# Set problem
Locate the line that contains "Kindly place a point on the green stem, one". Print it and each following line through the end of the listing, verbatim, and nothing more.

======

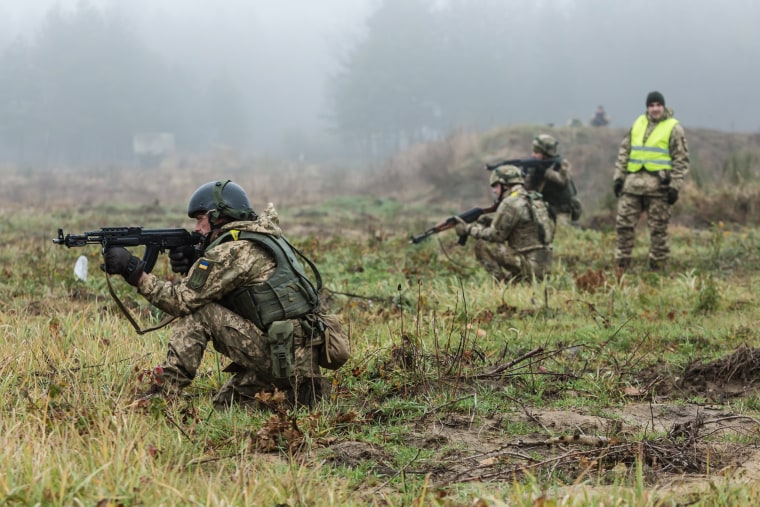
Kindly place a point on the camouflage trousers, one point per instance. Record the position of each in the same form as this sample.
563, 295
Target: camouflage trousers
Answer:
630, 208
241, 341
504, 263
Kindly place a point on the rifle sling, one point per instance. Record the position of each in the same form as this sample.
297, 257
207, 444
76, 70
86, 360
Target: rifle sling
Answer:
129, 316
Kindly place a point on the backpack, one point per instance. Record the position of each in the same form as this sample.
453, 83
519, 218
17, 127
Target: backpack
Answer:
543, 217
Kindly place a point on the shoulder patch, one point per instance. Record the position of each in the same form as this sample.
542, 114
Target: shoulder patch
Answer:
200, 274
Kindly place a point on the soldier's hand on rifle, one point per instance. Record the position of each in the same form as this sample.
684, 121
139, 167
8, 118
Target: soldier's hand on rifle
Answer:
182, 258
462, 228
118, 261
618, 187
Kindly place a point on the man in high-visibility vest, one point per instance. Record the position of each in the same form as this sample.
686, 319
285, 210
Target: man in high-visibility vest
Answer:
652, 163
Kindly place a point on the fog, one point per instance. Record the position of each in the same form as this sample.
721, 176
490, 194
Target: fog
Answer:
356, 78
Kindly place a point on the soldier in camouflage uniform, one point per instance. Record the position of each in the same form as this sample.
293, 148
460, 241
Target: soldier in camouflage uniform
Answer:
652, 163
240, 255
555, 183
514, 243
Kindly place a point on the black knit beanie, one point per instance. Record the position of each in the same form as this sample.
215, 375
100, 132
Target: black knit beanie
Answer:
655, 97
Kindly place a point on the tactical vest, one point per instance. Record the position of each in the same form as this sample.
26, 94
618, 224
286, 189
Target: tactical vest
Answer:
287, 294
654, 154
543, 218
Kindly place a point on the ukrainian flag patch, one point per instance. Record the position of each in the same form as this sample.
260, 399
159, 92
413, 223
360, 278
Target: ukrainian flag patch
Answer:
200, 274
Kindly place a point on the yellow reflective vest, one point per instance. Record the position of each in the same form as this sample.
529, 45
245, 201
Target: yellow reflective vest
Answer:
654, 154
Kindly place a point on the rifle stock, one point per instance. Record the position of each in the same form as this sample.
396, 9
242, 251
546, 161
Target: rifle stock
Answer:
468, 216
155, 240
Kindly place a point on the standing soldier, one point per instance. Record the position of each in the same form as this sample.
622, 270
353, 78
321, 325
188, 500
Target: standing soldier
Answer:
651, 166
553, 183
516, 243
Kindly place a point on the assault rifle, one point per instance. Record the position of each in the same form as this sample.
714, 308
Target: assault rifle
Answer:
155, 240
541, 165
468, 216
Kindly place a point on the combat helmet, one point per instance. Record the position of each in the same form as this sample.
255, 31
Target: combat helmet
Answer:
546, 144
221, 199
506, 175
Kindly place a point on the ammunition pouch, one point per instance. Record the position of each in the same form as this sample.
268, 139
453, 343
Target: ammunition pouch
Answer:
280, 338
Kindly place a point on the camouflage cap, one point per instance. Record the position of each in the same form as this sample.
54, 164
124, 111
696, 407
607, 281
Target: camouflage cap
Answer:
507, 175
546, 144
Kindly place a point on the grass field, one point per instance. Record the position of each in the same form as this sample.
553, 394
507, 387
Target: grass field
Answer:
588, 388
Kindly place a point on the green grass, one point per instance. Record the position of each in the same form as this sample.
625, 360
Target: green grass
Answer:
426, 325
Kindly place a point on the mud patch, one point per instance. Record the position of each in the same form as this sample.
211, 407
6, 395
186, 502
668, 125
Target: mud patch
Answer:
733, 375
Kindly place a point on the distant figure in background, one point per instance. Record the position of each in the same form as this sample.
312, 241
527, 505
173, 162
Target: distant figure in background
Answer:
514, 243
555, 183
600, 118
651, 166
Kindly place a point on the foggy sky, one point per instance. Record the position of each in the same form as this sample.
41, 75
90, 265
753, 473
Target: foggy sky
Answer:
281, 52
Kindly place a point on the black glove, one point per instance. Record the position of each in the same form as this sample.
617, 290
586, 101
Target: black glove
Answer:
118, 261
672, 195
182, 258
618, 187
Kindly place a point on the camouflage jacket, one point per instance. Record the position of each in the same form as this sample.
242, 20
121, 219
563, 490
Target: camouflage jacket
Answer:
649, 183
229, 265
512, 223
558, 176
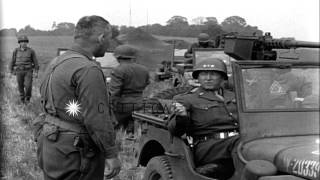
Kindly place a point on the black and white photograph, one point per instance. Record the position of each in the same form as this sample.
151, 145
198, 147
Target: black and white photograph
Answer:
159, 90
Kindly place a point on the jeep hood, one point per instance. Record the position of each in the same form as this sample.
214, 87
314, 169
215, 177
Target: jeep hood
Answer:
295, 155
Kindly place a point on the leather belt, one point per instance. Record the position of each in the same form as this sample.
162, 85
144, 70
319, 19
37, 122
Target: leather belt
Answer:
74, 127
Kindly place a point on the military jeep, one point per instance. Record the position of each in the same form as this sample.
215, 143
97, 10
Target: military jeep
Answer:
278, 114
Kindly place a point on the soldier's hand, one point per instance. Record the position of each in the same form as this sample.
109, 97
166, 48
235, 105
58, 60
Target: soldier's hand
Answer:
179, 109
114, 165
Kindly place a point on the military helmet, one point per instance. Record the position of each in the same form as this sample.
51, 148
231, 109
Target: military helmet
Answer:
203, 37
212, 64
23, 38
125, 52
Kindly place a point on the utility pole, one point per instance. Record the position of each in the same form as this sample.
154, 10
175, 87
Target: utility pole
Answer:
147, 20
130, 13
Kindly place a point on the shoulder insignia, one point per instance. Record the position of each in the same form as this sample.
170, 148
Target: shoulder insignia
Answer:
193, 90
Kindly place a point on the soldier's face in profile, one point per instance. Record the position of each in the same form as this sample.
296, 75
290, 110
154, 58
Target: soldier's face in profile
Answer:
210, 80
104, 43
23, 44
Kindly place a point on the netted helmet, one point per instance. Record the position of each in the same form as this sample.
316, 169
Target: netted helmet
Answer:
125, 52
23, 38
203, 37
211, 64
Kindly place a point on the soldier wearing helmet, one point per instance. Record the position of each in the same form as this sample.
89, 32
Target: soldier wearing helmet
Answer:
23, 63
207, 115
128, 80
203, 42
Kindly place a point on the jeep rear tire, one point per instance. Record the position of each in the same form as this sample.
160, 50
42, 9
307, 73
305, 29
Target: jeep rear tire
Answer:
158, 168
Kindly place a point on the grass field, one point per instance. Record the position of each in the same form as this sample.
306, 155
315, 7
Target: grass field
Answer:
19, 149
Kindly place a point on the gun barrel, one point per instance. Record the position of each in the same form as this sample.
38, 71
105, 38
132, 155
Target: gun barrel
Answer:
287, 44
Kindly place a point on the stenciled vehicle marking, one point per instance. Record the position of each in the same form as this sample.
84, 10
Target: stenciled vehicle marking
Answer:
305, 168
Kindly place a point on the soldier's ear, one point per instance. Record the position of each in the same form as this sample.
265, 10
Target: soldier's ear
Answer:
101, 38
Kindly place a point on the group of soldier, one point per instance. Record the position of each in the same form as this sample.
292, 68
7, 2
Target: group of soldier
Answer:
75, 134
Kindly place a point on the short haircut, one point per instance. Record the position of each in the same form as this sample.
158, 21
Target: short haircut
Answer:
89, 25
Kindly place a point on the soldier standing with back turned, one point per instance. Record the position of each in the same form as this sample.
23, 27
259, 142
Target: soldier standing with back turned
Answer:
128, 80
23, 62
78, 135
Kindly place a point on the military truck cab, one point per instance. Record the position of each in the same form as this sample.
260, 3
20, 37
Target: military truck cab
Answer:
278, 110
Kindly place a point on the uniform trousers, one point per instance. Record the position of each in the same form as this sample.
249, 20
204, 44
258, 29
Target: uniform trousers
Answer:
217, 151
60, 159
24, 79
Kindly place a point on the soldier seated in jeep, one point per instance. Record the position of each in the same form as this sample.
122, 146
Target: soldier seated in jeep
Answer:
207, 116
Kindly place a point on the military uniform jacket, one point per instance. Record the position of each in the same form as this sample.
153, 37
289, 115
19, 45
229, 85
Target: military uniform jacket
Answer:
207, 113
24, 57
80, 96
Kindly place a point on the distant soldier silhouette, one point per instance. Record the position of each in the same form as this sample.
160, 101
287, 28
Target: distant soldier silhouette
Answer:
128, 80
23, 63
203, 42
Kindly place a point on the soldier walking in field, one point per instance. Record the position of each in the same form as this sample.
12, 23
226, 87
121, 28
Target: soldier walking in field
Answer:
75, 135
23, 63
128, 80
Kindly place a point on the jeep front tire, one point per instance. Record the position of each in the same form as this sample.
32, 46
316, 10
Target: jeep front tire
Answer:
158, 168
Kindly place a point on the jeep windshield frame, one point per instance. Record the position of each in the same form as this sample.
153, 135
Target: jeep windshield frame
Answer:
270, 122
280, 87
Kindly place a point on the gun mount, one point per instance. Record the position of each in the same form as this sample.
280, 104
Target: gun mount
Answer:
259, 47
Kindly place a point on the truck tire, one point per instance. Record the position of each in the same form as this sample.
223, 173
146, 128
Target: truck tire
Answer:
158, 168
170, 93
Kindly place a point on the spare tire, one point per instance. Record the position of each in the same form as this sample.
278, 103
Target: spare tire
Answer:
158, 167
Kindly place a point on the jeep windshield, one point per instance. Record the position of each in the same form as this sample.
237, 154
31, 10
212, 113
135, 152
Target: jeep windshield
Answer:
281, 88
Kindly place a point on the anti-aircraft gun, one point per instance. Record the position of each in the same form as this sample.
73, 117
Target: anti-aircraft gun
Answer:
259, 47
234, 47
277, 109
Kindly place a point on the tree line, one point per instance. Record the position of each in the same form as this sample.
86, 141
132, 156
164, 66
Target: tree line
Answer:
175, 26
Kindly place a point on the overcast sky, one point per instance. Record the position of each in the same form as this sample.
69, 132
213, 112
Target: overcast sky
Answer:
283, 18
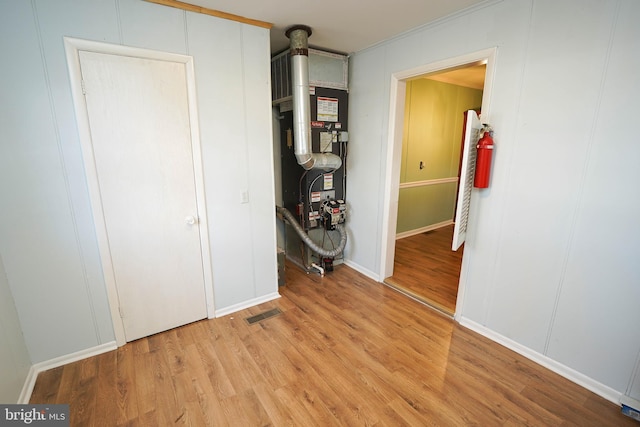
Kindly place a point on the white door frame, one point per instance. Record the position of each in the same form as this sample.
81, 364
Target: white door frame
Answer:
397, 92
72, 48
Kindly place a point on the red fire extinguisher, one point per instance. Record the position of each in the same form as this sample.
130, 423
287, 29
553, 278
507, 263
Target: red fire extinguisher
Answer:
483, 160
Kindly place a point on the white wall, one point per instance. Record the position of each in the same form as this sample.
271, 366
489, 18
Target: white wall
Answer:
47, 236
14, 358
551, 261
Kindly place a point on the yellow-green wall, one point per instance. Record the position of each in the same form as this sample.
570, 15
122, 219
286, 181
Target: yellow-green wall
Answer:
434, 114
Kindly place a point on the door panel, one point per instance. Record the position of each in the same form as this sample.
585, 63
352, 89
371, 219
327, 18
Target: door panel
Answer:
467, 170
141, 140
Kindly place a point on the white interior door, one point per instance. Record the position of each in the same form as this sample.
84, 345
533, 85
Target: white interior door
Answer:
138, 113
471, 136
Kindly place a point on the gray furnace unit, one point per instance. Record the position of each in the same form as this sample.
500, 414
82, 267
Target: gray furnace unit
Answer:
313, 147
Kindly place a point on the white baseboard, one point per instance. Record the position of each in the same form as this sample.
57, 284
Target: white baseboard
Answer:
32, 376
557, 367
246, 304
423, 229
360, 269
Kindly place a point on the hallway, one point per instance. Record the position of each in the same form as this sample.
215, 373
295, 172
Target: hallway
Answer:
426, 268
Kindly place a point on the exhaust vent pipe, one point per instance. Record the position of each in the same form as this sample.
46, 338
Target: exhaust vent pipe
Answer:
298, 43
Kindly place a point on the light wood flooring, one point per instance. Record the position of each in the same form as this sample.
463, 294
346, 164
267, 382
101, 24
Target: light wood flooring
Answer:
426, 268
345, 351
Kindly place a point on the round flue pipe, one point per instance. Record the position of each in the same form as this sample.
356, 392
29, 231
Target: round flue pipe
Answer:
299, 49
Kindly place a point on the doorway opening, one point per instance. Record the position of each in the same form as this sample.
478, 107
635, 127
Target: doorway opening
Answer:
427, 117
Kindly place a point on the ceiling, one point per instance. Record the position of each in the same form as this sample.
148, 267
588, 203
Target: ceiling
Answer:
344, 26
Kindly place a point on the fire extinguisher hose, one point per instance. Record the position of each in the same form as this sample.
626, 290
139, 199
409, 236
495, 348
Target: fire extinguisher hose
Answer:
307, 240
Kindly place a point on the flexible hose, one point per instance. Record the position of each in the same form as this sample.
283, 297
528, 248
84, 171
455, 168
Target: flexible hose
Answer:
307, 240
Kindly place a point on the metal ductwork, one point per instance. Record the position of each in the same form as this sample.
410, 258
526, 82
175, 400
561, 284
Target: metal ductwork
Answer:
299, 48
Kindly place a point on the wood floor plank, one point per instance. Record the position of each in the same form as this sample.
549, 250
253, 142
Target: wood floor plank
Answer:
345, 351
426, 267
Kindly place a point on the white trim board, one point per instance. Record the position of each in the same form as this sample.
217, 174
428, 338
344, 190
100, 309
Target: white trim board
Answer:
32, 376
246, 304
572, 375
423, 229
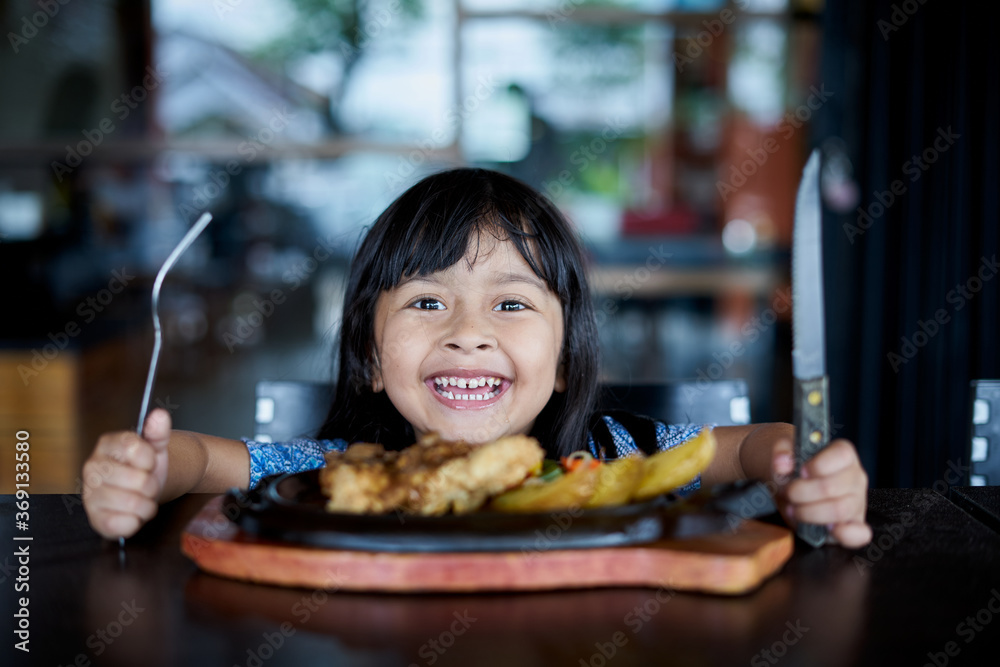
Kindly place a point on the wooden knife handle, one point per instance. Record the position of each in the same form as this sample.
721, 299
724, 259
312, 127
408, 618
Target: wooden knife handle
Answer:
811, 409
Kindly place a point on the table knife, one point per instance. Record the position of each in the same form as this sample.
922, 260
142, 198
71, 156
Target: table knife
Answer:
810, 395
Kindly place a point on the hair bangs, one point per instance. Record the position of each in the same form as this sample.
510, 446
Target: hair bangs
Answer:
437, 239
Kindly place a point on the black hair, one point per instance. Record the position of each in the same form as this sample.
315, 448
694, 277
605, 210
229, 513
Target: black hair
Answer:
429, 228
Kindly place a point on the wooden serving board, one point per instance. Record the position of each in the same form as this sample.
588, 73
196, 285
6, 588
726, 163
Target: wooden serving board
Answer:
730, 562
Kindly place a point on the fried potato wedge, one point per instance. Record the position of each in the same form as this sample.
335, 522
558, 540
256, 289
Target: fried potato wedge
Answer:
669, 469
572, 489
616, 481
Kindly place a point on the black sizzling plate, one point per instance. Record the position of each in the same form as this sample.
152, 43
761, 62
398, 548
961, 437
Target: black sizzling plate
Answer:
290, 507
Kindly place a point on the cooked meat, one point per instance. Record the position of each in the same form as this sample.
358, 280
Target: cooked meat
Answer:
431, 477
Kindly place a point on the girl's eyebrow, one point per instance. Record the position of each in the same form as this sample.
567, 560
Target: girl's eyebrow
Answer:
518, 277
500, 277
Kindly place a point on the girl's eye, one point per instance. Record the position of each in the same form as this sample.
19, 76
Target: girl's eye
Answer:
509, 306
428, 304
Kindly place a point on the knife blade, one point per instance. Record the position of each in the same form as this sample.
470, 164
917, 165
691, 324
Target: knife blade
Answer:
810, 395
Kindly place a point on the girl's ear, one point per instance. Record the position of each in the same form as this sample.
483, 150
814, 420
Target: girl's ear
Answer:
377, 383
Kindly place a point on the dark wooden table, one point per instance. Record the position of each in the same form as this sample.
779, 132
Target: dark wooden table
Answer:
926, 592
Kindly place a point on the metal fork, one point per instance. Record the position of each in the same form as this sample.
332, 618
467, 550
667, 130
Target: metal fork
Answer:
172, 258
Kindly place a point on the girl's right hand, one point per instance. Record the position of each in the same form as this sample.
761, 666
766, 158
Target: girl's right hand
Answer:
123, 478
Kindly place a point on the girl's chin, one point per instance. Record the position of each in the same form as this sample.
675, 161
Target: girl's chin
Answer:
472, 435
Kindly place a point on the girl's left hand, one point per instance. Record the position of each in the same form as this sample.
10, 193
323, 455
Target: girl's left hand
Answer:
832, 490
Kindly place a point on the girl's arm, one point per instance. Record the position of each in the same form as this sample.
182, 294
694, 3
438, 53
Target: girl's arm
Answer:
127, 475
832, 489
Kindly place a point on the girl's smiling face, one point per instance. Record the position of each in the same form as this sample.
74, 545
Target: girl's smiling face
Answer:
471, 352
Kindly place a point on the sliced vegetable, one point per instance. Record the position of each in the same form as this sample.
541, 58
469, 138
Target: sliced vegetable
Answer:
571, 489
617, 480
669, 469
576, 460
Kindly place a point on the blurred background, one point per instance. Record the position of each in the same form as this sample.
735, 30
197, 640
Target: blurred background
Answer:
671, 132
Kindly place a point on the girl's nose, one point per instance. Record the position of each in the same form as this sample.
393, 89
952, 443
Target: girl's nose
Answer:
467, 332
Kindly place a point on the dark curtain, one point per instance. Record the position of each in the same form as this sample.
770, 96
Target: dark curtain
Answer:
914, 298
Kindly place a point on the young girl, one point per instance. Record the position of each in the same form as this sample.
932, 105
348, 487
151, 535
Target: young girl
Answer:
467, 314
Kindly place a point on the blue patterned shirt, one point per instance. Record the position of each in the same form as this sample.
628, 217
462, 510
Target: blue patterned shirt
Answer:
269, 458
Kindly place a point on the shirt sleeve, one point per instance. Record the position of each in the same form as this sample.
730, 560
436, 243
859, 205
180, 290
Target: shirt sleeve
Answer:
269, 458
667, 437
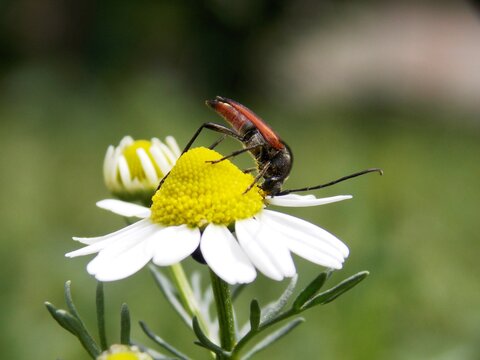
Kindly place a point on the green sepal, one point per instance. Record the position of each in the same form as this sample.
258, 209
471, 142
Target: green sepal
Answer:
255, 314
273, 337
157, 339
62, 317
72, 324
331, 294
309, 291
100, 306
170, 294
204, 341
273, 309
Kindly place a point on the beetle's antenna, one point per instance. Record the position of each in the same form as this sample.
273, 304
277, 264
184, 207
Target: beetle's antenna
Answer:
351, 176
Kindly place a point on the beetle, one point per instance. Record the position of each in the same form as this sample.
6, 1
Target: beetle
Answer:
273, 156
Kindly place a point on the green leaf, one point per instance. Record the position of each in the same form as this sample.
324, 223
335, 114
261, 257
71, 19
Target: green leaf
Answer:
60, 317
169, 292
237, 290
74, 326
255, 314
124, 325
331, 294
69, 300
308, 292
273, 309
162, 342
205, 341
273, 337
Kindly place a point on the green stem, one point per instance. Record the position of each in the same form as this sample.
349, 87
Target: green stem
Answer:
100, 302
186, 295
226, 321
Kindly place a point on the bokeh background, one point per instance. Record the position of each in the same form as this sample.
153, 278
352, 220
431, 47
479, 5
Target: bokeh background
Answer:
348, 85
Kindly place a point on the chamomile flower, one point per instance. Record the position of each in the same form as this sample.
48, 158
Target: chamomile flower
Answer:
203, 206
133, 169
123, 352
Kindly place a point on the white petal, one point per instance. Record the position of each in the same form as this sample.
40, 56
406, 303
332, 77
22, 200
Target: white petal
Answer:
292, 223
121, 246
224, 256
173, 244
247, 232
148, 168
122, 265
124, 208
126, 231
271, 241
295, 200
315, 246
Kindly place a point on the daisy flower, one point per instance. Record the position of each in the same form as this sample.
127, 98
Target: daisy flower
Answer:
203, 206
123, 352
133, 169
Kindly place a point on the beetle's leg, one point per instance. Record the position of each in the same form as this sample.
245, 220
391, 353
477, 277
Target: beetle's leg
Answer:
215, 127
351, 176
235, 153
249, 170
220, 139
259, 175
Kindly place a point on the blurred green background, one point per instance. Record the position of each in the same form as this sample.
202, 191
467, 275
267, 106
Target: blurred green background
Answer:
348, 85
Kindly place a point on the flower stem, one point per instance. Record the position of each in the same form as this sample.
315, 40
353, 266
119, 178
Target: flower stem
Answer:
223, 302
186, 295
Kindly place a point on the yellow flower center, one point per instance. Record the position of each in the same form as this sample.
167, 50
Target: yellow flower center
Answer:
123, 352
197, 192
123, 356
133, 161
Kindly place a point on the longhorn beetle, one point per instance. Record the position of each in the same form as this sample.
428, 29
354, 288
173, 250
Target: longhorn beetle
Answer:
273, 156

======

# Exercise response
Kindly place a point on the green stem, one point per instance. Record the position of each in the same form as this sample.
349, 87
Target: green stem
Answer:
100, 302
186, 295
226, 321
Kindly place a point on the bokeh background, one point per instance. Record the position of each in the same form as this sample.
153, 278
352, 220
431, 47
479, 5
Target: bokeh background
Answer:
348, 85
Kindly place a point on the chamomile flower, one point per instance. Record the position of each in the same form as this sample.
48, 158
Target: chamomile flower
Answer:
203, 206
133, 169
123, 352
Kindly place a point on the white petal, one point per instance. Record the position of each in the same form as this sample.
40, 56
406, 303
332, 77
22, 200
Target: white petal
Answer:
292, 223
121, 246
224, 256
173, 244
247, 232
148, 168
122, 265
124, 208
126, 231
271, 241
295, 200
315, 246
Kindly place a point on the daisy flower, one point per instance. Record the position of each in the same form as this sample.
127, 98
Target: daisy flower
Answer:
203, 206
123, 352
133, 169
Kindly place a point on the beetle's leg, one point per instance. Record the position of each in the same form as this sample.
245, 220
391, 353
477, 277
Target: beetle's leg
Answer:
215, 127
351, 176
235, 153
249, 170
220, 139
259, 175
Kindly place a point on the blurred green background, one point per instance. Record the position of each in the same form as this sample.
202, 191
467, 275
267, 106
Target: blurred green background
Answer:
348, 85
Kindly place a point on the flower stem, one point per instance. Record the position of each in the same form as this sample.
315, 40
353, 266
119, 178
Target: flower stem
Answer:
223, 302
186, 295
Kindly place a point on the yellow flower center, one point per instance. Record the position of each in the same form as this sample.
167, 50
Target: yellow flower center
Answer:
123, 352
197, 192
123, 356
133, 161
Kindly place a point on the longhorn beetle, one point per instance. Record the position of each in the same form as this sample.
428, 29
354, 288
173, 250
Target: longhorn beetle
Answer:
273, 156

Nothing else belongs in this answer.